In November, Pronoun announced that it would be shutting down. The company was a tech-focused publishing venture, dedicated to providing eBook creation and publishing services for independent authors. An email sent to users on November 6—titled “Epilogue”—stated that Pronoun had initially started out with the goal of providing a “one-of-a-kind publishing tool that truly put authors first.” “We believed that the power of data could be harnessed for smarter book publishing, leveling the playing field for indie authors,” the email continued.
“Unfortunately, Pronoun’s story ends here.”
The company will now “wind down its distribution,” with the goal of ending all services on January 15th, 2018. Until then, authors who used Pronoun—or its predecessor service, Vook—will be able to login to their accounts and manage their titles. After the holiday season, Pronoun wants to give users the option to transition to other, similar services for continued support. What services or companies those might be remains to be seen.
Pronoun was initially founded as Vook in 2009. It changed its name to Pronoun in 2015, after acquiring a pair of companies called Bookler (focused on publishing analytics) and Byliner (a company taking long-form journalism into the realm of eBooks). In the first blog post after the rebrand, Pronoun proclaimed that it knew “How to Fix Publishing.” Last year, Pronoun itself was acquired by Macmillan Publishers, bringing it under the umbrella of the big five publishers for the first time. Just earlier this year, Pronoun was making a splash by promising authors a 70% royalty rate.
Now, Macmillan has shuttered Pronoun after deciding that “there wasn’t a path forward to a profitable business model.”

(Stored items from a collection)
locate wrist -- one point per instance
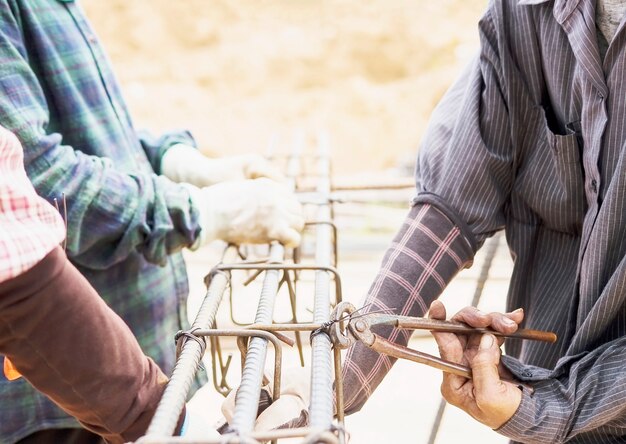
(205, 220)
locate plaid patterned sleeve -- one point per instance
(87, 149)
(30, 228)
(424, 256)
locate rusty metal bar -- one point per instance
(171, 405)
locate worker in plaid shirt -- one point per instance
(58, 332)
(54, 326)
(127, 217)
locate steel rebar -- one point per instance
(171, 405)
(247, 400)
(321, 408)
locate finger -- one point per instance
(517, 315)
(485, 369)
(502, 322)
(473, 317)
(437, 310)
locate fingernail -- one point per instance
(486, 342)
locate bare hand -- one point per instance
(486, 397)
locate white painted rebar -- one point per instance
(321, 408)
(249, 392)
(171, 405)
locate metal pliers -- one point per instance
(350, 327)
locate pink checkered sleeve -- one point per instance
(30, 227)
(425, 255)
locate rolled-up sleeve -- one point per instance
(463, 179)
(110, 213)
(156, 146)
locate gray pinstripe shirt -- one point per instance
(530, 140)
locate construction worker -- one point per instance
(55, 329)
(127, 217)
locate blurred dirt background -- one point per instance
(240, 72)
(236, 72)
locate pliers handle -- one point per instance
(358, 328)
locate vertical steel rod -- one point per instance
(171, 405)
(249, 392)
(321, 409)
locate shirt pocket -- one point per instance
(550, 176)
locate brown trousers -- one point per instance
(71, 346)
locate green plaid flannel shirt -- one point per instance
(125, 223)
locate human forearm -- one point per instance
(424, 256)
(66, 342)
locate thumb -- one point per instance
(485, 374)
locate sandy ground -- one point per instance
(237, 71)
(403, 408)
(240, 72)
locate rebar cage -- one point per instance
(281, 267)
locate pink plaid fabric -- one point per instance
(424, 256)
(29, 226)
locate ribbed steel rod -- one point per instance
(171, 405)
(249, 392)
(247, 400)
(321, 409)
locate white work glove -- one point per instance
(182, 163)
(290, 410)
(248, 212)
(196, 427)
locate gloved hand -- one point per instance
(182, 163)
(289, 410)
(248, 211)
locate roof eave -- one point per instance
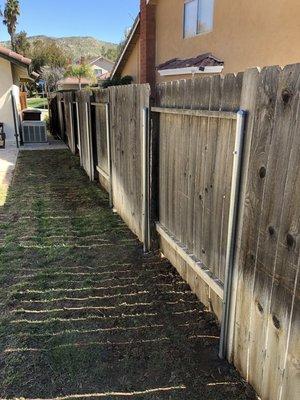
(128, 41)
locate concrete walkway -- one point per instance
(8, 159)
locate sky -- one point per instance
(103, 19)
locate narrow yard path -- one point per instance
(84, 314)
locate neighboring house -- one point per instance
(101, 67)
(72, 83)
(173, 39)
(14, 71)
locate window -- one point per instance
(198, 17)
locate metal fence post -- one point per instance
(146, 178)
(108, 141)
(229, 297)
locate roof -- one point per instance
(104, 76)
(103, 62)
(14, 57)
(201, 61)
(70, 80)
(131, 40)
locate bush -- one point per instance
(117, 81)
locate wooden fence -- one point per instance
(182, 177)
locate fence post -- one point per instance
(231, 235)
(146, 178)
(90, 148)
(78, 131)
(108, 141)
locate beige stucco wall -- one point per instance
(6, 111)
(132, 66)
(245, 34)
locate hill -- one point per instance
(77, 46)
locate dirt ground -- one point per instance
(84, 314)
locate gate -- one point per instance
(197, 132)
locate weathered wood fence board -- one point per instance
(83, 99)
(192, 142)
(196, 157)
(265, 350)
(126, 105)
(70, 126)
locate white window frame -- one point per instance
(201, 32)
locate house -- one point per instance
(14, 71)
(101, 67)
(173, 39)
(73, 83)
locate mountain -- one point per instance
(78, 46)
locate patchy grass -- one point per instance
(37, 102)
(83, 311)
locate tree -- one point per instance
(51, 75)
(80, 71)
(22, 43)
(11, 13)
(117, 81)
(47, 53)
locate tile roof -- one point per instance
(13, 56)
(103, 62)
(70, 80)
(201, 61)
(104, 76)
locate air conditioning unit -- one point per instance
(34, 132)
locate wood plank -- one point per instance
(214, 283)
(196, 113)
(278, 255)
(258, 97)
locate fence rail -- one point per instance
(169, 172)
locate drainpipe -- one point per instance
(16, 119)
(229, 298)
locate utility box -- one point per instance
(34, 132)
(31, 115)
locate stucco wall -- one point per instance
(6, 112)
(132, 66)
(245, 33)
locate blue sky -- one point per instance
(102, 19)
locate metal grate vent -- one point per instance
(34, 132)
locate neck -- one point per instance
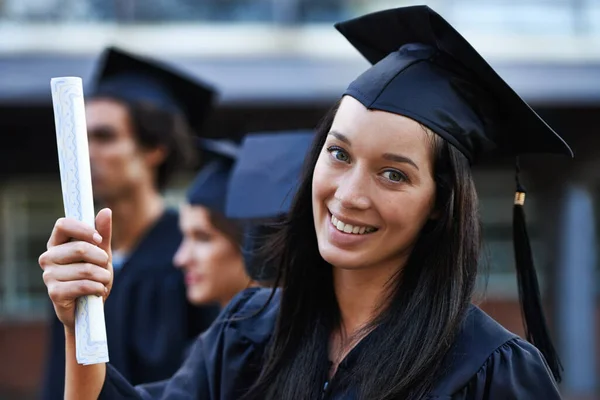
(133, 215)
(247, 284)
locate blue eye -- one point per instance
(338, 154)
(394, 176)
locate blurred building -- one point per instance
(279, 65)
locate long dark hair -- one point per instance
(427, 300)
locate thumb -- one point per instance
(104, 228)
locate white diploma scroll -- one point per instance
(76, 182)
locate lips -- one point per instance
(191, 279)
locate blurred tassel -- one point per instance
(536, 329)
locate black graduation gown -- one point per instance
(486, 362)
(149, 322)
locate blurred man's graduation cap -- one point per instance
(134, 79)
(425, 70)
(261, 188)
(209, 187)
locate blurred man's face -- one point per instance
(117, 161)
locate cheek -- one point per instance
(412, 215)
(323, 184)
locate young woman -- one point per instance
(210, 253)
(378, 256)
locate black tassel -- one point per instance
(536, 329)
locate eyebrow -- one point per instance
(387, 156)
(400, 159)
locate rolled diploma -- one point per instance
(76, 181)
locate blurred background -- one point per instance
(279, 64)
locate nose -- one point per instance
(353, 190)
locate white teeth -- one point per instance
(347, 228)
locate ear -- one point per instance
(155, 156)
(435, 214)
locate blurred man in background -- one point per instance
(140, 120)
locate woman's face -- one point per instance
(373, 188)
(212, 263)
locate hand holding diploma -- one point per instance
(77, 265)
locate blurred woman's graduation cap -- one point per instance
(262, 186)
(266, 174)
(425, 70)
(134, 79)
(210, 186)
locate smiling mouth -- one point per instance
(351, 229)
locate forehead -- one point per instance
(104, 111)
(382, 131)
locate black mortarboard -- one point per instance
(209, 188)
(134, 79)
(266, 174)
(425, 70)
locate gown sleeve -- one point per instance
(516, 370)
(53, 386)
(223, 362)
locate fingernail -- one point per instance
(97, 238)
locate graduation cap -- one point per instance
(134, 79)
(425, 70)
(266, 174)
(261, 188)
(209, 187)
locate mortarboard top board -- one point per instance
(209, 187)
(134, 79)
(266, 174)
(425, 70)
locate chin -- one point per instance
(343, 259)
(197, 297)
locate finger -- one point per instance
(67, 229)
(104, 227)
(75, 272)
(61, 292)
(74, 252)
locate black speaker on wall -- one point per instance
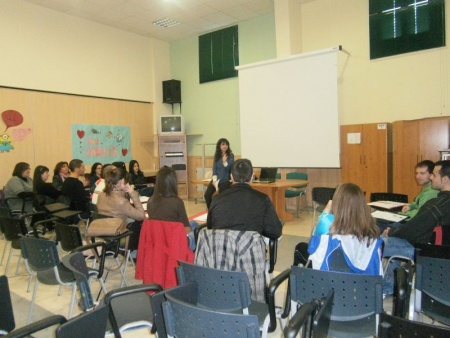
(172, 91)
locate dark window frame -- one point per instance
(405, 26)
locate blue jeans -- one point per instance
(394, 246)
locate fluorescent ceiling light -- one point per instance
(166, 23)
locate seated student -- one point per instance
(20, 185)
(113, 200)
(138, 180)
(165, 205)
(400, 238)
(41, 187)
(96, 171)
(60, 173)
(346, 225)
(424, 170)
(73, 189)
(100, 183)
(243, 208)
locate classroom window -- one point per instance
(404, 26)
(218, 54)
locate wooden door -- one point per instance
(352, 169)
(434, 136)
(377, 176)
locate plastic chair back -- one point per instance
(42, 253)
(432, 292)
(12, 229)
(183, 319)
(321, 195)
(391, 326)
(69, 236)
(129, 305)
(90, 324)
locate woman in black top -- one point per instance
(96, 171)
(138, 180)
(46, 191)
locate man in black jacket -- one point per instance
(399, 238)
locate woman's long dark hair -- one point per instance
(19, 169)
(37, 176)
(94, 168)
(218, 153)
(130, 168)
(112, 177)
(166, 185)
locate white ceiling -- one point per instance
(196, 17)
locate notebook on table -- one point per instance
(268, 175)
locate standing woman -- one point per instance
(20, 185)
(223, 159)
(96, 171)
(40, 185)
(165, 205)
(60, 173)
(138, 180)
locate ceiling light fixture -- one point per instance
(166, 23)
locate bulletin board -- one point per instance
(101, 143)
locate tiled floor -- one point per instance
(48, 300)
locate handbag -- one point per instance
(106, 227)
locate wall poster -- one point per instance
(101, 143)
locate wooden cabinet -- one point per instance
(415, 141)
(366, 156)
(172, 153)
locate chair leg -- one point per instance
(102, 284)
(72, 300)
(33, 300)
(29, 282)
(18, 264)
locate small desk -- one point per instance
(275, 191)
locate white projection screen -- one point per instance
(289, 111)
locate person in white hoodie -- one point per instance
(351, 229)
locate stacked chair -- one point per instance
(88, 324)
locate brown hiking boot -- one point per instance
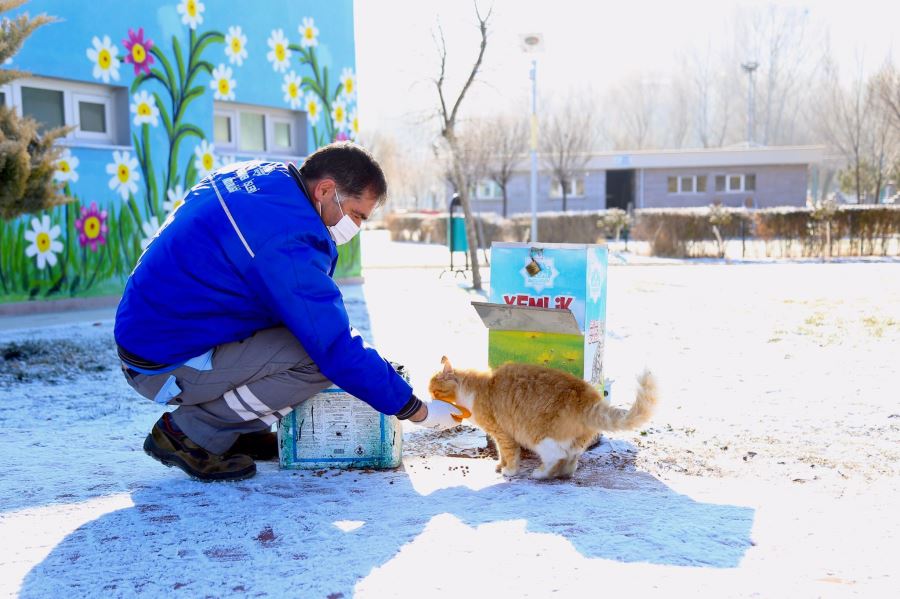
(261, 446)
(167, 444)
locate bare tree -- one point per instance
(844, 120)
(505, 141)
(567, 141)
(448, 114)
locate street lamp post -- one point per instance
(532, 43)
(749, 67)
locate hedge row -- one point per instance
(852, 230)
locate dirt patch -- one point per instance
(54, 361)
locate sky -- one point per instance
(587, 44)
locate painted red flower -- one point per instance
(138, 51)
(91, 227)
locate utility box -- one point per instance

**OBJECTIVES:**
1. For each statement below, state yes or no according to whether it agrees with the Pronoun excerpt, and quote the words of the excerpt that decide it. (a) Pronoun was founded under the name Vook in 2009. (b) Pronoun acquired Macmillan Publishers. (c) The email announcing the shutdown was sent to users on November 15.
2. Show each line of the records that contains the string "frame".

**RESULTS FOR EACH TASK:**
1.
(a) Yes: "Pronoun was initially founded as Vook in 2009."
(b) No: "Last year, Pronoun itself was acquired by Macmillan Publishers"
(c) No: "An email sent to users on November 6"

2.
locate white window frame -- one point per instance
locate dark window frame -- one point per instance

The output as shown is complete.